[Rows from a dataset]
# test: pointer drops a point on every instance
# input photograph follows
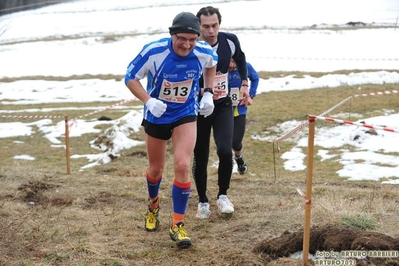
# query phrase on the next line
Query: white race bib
(235, 95)
(221, 82)
(175, 92)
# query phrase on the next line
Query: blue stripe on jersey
(158, 61)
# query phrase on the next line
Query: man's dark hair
(209, 11)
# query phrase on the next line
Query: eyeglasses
(183, 39)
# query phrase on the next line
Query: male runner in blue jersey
(173, 67)
(240, 111)
(227, 46)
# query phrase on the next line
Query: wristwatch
(208, 90)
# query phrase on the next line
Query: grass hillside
(96, 216)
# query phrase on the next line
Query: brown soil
(328, 238)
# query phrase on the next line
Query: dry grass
(96, 216)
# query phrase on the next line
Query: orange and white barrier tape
(347, 122)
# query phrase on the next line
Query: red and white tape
(347, 122)
(376, 93)
(30, 116)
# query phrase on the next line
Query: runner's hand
(206, 104)
(156, 107)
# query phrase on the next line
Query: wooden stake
(308, 199)
(67, 146)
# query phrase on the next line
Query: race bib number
(221, 82)
(175, 92)
(235, 95)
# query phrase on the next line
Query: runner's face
(210, 28)
(183, 43)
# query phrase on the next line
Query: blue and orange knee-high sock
(153, 191)
(180, 196)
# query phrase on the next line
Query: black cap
(185, 22)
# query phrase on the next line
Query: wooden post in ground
(308, 197)
(67, 146)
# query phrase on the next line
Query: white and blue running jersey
(171, 78)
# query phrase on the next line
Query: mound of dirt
(331, 238)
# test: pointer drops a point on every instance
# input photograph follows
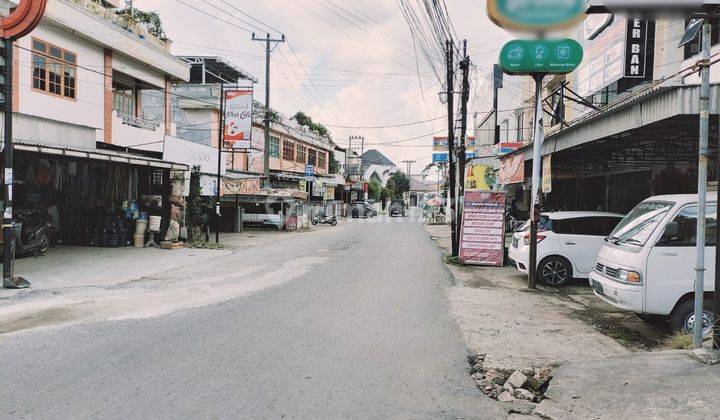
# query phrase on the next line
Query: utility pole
(451, 145)
(538, 139)
(703, 154)
(269, 46)
(497, 84)
(409, 166)
(464, 98)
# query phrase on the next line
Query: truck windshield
(640, 223)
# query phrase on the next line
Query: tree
(198, 207)
(375, 189)
(398, 184)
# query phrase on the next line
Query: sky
(345, 63)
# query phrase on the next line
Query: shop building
(623, 127)
(85, 150)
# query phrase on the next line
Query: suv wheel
(554, 271)
(682, 318)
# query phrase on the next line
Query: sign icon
(563, 52)
(516, 53)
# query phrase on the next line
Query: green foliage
(398, 184)
(306, 121)
(150, 20)
(375, 189)
(198, 208)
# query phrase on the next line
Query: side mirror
(672, 230)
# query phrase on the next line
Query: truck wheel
(554, 271)
(682, 318)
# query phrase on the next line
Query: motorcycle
(31, 233)
(323, 218)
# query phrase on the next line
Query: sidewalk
(76, 284)
(601, 368)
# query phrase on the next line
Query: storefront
(94, 197)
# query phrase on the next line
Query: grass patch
(679, 341)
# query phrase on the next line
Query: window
(288, 150)
(312, 157)
(123, 98)
(54, 70)
(321, 159)
(274, 147)
(686, 220)
(300, 157)
(588, 226)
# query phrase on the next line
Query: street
(364, 332)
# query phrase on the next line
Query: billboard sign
(237, 131)
(482, 234)
(512, 169)
(522, 57)
(535, 15)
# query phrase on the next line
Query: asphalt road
(364, 332)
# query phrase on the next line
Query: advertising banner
(482, 235)
(512, 169)
(479, 178)
(547, 174)
(237, 132)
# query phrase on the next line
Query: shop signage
(238, 118)
(535, 15)
(636, 49)
(547, 174)
(512, 169)
(522, 57)
(482, 234)
(479, 178)
(596, 24)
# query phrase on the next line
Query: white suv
(568, 244)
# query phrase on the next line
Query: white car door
(671, 263)
(583, 245)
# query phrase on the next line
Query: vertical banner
(237, 132)
(547, 174)
(482, 235)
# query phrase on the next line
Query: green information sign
(522, 57)
(536, 15)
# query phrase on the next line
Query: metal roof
(96, 154)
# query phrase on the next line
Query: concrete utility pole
(538, 139)
(703, 153)
(409, 166)
(269, 46)
(462, 156)
(451, 145)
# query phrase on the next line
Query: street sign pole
(703, 153)
(538, 139)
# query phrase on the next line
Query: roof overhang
(97, 155)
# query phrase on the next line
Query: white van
(647, 264)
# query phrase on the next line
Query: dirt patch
(42, 318)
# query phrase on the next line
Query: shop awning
(95, 154)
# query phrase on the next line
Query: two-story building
(625, 125)
(85, 151)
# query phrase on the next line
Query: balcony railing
(138, 122)
(132, 27)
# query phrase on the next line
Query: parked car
(361, 209)
(397, 208)
(647, 264)
(568, 244)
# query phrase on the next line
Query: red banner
(482, 235)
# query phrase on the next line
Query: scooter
(324, 219)
(31, 233)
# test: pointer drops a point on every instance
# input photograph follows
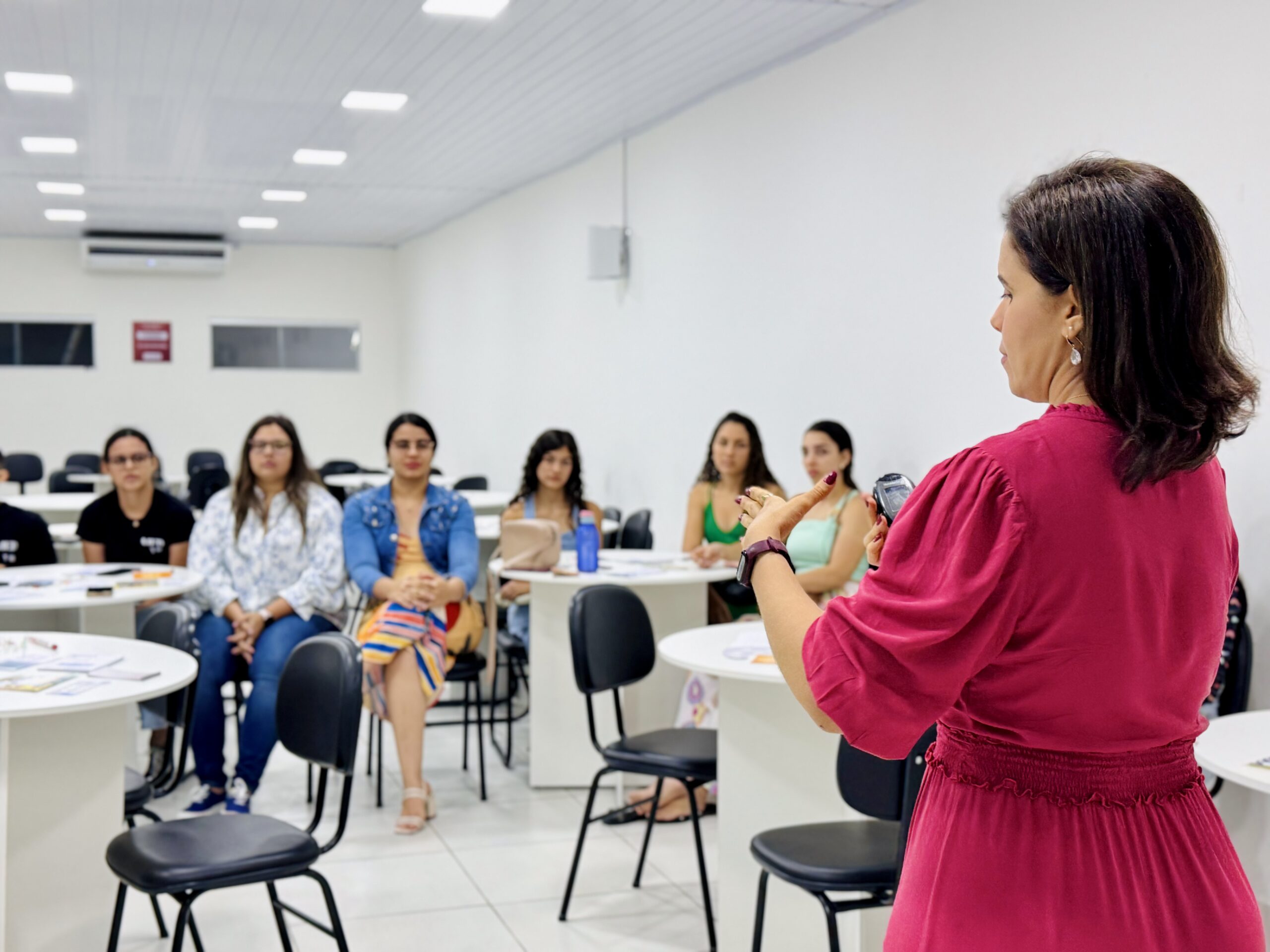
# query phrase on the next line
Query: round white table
(62, 785)
(55, 597)
(776, 769)
(1232, 743)
(672, 590)
(53, 507)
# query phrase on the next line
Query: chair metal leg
(760, 910)
(336, 924)
(480, 738)
(701, 866)
(379, 763)
(163, 926)
(582, 837)
(466, 701)
(648, 831)
(831, 917)
(278, 918)
(119, 919)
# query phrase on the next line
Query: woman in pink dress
(1055, 598)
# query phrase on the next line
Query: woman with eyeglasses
(136, 522)
(271, 554)
(412, 549)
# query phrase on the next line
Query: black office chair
(89, 461)
(1234, 679)
(23, 469)
(319, 706)
(611, 537)
(205, 484)
(636, 534)
(171, 624)
(613, 647)
(850, 856)
(202, 460)
(59, 480)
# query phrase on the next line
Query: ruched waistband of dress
(1130, 778)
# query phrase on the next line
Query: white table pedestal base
(776, 769)
(62, 803)
(561, 749)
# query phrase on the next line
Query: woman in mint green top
(827, 547)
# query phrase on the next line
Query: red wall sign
(151, 342)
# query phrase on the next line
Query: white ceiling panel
(186, 111)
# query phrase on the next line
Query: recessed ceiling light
(319, 157)
(60, 188)
(486, 9)
(39, 144)
(384, 102)
(39, 83)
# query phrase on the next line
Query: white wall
(822, 241)
(186, 404)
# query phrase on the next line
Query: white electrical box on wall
(610, 258)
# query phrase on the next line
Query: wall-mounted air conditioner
(162, 254)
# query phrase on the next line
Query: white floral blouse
(280, 561)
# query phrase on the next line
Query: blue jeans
(259, 731)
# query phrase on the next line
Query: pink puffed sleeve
(886, 663)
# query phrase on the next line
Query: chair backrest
(205, 484)
(611, 638)
(24, 468)
(333, 468)
(638, 534)
(59, 480)
(89, 461)
(203, 459)
(320, 701)
(886, 790)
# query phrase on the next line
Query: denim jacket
(447, 534)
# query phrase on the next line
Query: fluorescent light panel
(484, 9)
(60, 188)
(39, 83)
(382, 102)
(40, 144)
(319, 157)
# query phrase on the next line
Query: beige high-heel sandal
(408, 826)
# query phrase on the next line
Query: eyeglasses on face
(136, 460)
(264, 446)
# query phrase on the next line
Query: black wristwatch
(746, 567)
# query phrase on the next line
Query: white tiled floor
(482, 878)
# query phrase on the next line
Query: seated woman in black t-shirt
(136, 524)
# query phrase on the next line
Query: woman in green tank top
(827, 547)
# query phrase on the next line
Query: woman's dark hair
(756, 470)
(414, 420)
(836, 432)
(1144, 263)
(120, 434)
(296, 486)
(544, 445)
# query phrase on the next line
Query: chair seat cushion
(831, 856)
(671, 753)
(136, 791)
(209, 852)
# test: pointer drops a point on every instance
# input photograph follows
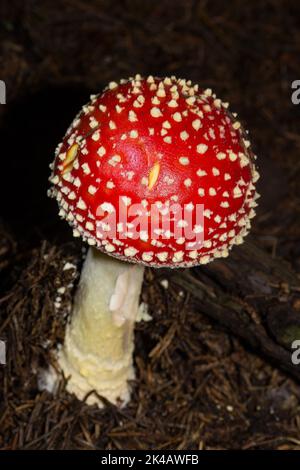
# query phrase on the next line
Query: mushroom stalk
(98, 349)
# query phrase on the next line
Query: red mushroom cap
(156, 143)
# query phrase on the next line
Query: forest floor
(196, 386)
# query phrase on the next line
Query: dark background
(53, 54)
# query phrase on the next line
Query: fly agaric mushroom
(144, 143)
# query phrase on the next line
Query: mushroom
(152, 172)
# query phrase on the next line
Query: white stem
(98, 348)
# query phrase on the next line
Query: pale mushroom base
(98, 348)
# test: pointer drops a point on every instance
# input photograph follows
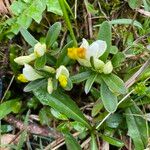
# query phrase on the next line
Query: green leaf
(71, 142)
(53, 34)
(17, 7)
(93, 143)
(7, 107)
(63, 59)
(45, 116)
(58, 115)
(61, 103)
(6, 128)
(90, 8)
(23, 21)
(113, 141)
(40, 62)
(135, 3)
(114, 83)
(126, 22)
(108, 98)
(136, 127)
(28, 37)
(96, 108)
(78, 126)
(113, 49)
(69, 85)
(80, 77)
(54, 7)
(33, 85)
(118, 59)
(105, 35)
(36, 9)
(89, 83)
(114, 120)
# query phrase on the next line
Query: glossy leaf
(71, 142)
(33, 85)
(54, 7)
(114, 83)
(80, 77)
(93, 143)
(113, 141)
(96, 108)
(28, 37)
(89, 83)
(78, 126)
(63, 104)
(134, 3)
(7, 107)
(58, 115)
(36, 9)
(126, 22)
(118, 59)
(137, 129)
(108, 98)
(113, 49)
(53, 34)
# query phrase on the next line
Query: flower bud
(24, 59)
(108, 68)
(39, 49)
(48, 69)
(30, 73)
(22, 78)
(49, 86)
(62, 75)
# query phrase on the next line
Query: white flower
(30, 73)
(49, 86)
(39, 49)
(86, 51)
(99, 64)
(96, 49)
(25, 59)
(108, 68)
(62, 74)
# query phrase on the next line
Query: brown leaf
(6, 139)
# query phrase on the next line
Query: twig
(58, 143)
(124, 98)
(130, 27)
(11, 81)
(133, 79)
(32, 128)
(90, 26)
(85, 142)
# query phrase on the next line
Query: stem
(124, 98)
(66, 17)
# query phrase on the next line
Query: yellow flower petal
(62, 80)
(75, 53)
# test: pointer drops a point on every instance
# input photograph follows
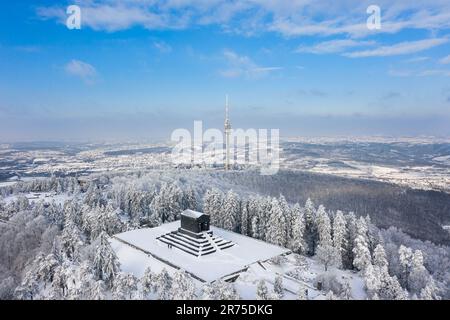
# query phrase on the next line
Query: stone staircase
(205, 244)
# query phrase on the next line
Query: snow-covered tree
(125, 286)
(189, 200)
(362, 254)
(302, 293)
(278, 289)
(327, 255)
(339, 237)
(106, 264)
(183, 288)
(212, 205)
(98, 291)
(262, 293)
(245, 219)
(310, 227)
(405, 256)
(325, 252)
(164, 284)
(148, 282)
(298, 244)
(231, 211)
(419, 276)
(379, 257)
(430, 292)
(276, 232)
(71, 240)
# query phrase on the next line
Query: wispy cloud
(417, 59)
(162, 46)
(286, 17)
(435, 72)
(403, 48)
(334, 46)
(82, 70)
(445, 60)
(243, 66)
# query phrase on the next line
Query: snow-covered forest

- Brief -
Return every line in the items above that contains the word "panel".

- Response to the exercise -
Query: white ceiling panel
Query: fluorescent light panel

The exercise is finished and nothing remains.